▶ [What you are asked to do]
How many lines of the listing below contain the string "metal"? Reply with the number alone.

▶ [Records for processing]
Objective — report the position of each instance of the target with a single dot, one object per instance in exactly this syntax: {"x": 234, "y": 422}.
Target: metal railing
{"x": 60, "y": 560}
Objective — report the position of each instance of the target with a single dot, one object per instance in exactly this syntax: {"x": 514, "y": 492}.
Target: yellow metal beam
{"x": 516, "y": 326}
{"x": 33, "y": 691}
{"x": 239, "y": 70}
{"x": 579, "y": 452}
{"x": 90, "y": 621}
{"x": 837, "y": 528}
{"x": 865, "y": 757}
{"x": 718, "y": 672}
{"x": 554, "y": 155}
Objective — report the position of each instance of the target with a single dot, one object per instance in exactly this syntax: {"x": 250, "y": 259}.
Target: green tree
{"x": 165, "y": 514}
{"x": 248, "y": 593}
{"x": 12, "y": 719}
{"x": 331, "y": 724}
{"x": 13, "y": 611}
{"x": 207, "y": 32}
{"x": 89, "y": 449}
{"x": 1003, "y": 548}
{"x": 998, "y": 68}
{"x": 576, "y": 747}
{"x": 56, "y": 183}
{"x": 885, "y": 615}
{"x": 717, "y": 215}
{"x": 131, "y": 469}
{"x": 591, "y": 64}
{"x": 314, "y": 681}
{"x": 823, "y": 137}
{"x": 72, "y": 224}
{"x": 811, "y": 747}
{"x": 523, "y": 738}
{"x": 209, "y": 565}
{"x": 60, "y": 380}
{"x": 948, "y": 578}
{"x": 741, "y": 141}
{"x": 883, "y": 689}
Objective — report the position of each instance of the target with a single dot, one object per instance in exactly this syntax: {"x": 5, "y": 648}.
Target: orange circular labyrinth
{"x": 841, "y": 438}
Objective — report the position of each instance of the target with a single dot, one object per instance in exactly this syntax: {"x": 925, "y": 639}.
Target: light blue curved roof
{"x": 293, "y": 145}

▶ [Response below]
2